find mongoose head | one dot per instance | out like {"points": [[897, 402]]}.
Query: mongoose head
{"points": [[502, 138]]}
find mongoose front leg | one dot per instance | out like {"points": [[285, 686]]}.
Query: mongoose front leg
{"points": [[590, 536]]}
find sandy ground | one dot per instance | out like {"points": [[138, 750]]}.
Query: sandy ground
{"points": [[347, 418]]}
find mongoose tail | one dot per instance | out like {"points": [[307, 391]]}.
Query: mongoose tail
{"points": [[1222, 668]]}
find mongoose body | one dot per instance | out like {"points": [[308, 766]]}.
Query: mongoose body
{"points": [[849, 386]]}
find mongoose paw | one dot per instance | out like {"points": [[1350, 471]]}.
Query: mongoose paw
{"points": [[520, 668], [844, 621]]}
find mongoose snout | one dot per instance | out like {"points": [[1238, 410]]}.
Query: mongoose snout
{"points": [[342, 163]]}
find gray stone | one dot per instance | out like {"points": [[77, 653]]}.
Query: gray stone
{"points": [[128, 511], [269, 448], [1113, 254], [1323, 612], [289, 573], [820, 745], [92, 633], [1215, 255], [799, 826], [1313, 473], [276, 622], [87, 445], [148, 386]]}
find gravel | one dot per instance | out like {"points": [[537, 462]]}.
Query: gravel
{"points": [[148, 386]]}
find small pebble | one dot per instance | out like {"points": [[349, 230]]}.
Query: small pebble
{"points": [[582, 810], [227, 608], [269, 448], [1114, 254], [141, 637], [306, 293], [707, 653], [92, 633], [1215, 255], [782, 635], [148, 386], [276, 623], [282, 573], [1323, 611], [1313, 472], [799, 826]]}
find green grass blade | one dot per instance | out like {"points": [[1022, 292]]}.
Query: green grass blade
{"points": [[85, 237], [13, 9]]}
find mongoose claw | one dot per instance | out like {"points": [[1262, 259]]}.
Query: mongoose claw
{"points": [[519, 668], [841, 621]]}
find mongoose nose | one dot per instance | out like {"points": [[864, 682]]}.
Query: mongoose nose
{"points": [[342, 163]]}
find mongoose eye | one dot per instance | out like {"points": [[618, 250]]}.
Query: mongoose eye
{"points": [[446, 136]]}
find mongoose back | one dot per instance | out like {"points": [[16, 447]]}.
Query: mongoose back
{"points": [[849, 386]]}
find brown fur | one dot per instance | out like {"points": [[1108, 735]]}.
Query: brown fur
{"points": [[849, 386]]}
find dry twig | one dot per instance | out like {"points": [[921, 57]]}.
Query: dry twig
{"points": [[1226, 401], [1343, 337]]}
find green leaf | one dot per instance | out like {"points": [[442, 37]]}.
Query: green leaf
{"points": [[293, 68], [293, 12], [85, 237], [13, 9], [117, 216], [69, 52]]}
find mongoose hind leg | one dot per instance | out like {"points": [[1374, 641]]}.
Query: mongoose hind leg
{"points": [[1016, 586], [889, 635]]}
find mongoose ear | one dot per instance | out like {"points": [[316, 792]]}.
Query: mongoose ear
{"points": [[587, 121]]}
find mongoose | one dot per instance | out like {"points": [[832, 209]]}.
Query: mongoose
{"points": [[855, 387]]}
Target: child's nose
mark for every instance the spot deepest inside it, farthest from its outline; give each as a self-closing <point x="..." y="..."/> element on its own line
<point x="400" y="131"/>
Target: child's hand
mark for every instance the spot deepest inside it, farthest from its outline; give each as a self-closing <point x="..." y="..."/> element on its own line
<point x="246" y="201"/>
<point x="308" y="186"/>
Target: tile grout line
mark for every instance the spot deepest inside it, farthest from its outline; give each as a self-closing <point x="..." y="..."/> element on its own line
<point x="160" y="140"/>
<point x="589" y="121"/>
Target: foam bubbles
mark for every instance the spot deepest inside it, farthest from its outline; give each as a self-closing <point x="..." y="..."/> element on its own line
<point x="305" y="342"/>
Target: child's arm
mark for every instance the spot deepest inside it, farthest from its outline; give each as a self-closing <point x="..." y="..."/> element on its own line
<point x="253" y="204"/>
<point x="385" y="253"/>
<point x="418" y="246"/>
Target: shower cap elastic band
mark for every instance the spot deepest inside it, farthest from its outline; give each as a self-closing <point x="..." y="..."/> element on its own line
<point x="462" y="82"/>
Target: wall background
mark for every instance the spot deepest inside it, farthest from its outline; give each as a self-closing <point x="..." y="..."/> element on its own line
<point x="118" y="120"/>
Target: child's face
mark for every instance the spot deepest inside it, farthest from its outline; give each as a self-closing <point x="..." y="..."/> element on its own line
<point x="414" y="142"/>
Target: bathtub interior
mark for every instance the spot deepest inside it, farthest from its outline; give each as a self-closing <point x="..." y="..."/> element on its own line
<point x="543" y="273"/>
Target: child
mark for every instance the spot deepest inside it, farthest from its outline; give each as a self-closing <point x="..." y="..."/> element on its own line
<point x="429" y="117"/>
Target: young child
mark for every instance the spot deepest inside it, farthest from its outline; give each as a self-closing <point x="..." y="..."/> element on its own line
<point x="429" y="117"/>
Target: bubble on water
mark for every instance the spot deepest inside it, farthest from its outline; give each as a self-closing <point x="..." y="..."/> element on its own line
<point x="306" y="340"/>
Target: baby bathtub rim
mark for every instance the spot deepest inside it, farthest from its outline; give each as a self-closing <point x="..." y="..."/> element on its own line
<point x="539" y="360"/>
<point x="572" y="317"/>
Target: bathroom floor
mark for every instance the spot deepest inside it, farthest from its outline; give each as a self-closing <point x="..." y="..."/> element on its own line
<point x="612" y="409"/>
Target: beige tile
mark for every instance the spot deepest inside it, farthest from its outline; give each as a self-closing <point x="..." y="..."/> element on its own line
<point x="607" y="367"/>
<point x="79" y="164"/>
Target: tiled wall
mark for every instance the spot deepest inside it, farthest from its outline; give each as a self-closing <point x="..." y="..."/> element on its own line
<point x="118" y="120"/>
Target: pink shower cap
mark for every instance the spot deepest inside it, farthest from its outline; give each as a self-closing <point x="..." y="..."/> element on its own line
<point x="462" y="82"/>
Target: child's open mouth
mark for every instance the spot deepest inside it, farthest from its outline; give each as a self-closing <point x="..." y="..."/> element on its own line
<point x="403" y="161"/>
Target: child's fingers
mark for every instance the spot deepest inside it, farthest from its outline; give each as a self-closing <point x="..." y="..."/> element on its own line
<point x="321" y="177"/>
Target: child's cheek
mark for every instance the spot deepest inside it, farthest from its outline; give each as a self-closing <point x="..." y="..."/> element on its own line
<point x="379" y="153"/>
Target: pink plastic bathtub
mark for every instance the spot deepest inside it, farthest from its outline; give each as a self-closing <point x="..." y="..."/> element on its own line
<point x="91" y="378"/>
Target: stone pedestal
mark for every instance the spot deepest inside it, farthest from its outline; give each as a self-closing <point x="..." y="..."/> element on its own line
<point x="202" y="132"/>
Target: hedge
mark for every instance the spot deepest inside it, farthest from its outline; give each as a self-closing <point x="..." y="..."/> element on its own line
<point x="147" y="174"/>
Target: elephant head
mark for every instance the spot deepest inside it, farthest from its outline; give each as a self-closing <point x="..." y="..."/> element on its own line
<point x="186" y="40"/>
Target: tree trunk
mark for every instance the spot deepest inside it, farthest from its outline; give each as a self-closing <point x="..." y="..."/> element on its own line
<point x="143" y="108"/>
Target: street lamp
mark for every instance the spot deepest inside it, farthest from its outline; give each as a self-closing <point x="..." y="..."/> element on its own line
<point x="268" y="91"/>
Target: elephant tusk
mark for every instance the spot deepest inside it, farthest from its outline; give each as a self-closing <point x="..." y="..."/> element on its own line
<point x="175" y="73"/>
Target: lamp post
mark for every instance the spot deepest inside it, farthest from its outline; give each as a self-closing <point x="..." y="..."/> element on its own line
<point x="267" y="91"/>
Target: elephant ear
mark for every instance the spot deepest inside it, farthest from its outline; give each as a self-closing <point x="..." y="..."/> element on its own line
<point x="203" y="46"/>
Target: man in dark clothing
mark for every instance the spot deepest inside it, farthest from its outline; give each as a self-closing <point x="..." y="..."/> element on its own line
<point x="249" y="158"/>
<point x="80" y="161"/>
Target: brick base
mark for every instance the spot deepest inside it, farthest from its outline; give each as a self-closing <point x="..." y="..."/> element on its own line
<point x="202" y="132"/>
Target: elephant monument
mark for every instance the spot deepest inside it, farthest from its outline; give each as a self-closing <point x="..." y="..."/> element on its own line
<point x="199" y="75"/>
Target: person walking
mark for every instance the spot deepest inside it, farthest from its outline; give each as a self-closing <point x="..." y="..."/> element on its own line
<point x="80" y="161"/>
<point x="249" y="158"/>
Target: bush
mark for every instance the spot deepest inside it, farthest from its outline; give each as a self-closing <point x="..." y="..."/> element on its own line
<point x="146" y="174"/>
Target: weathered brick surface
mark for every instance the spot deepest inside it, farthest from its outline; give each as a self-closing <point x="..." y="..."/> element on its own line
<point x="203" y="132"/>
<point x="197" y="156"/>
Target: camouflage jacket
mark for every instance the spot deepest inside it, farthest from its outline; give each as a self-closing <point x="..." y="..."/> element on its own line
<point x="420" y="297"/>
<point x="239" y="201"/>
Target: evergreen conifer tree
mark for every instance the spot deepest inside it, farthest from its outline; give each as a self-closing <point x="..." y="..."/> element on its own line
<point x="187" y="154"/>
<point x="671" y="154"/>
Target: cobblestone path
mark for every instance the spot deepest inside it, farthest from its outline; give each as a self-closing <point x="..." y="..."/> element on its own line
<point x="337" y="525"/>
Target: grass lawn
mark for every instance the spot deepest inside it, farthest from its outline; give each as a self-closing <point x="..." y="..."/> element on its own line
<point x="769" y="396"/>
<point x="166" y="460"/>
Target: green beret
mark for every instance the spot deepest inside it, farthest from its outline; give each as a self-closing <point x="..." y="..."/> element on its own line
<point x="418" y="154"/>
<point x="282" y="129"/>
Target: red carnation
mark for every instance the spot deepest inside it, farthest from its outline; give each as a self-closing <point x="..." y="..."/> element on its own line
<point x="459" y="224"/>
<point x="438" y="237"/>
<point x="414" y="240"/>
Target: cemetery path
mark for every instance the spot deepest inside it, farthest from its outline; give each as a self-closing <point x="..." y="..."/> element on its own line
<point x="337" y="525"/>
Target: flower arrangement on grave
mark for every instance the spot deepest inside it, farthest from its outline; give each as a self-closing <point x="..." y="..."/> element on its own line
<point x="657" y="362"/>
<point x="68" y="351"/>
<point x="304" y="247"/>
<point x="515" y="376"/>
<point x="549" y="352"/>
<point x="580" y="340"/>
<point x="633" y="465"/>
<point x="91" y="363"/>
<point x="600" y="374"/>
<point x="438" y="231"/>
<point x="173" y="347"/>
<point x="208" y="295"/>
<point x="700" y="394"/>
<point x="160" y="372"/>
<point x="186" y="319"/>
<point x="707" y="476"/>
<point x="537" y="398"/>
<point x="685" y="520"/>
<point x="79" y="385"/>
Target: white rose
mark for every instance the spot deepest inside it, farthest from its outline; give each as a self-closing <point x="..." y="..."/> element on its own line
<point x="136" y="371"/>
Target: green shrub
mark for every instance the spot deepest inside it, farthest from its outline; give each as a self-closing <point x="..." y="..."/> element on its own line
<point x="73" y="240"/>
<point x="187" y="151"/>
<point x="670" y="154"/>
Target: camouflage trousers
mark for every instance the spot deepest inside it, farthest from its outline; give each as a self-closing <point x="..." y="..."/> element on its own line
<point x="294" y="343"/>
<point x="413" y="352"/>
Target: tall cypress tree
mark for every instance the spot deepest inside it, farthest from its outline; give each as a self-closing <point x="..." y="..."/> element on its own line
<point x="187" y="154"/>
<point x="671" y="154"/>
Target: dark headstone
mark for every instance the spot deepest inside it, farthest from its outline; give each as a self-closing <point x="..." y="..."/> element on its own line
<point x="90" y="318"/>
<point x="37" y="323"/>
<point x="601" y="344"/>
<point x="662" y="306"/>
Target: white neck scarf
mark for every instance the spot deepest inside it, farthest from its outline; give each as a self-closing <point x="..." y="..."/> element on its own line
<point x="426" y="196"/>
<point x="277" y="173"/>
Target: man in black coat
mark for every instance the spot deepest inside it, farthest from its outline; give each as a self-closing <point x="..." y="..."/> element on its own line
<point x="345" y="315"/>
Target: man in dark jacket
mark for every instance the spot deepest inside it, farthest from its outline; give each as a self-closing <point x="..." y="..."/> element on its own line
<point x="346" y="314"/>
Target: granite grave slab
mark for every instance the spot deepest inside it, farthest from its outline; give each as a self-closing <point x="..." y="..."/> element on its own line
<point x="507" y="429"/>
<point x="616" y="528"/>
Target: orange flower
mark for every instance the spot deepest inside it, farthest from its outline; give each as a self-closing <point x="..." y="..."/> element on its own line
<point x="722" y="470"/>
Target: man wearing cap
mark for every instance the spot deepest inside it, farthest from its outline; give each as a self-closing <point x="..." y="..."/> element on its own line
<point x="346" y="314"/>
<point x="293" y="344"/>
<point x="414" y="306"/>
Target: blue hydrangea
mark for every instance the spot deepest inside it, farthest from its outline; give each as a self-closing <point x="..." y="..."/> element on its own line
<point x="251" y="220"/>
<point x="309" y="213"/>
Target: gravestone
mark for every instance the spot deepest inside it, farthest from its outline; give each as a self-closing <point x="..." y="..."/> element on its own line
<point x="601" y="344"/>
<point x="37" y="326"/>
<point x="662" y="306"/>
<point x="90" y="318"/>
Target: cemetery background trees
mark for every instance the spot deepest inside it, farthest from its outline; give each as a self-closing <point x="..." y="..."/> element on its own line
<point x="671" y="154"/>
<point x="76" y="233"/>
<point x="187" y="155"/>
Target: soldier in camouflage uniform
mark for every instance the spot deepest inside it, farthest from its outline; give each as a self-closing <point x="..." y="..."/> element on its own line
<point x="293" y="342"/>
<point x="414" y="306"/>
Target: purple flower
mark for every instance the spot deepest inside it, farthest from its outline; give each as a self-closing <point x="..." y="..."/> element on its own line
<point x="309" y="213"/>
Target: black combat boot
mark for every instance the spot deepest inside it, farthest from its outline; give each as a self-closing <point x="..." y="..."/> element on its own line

***

EXERCISE DESCRIPTION:
How many lines of the entries contain "camouflage"? Answer with a number alone.

RESULT OF THIS EXERCISE:
3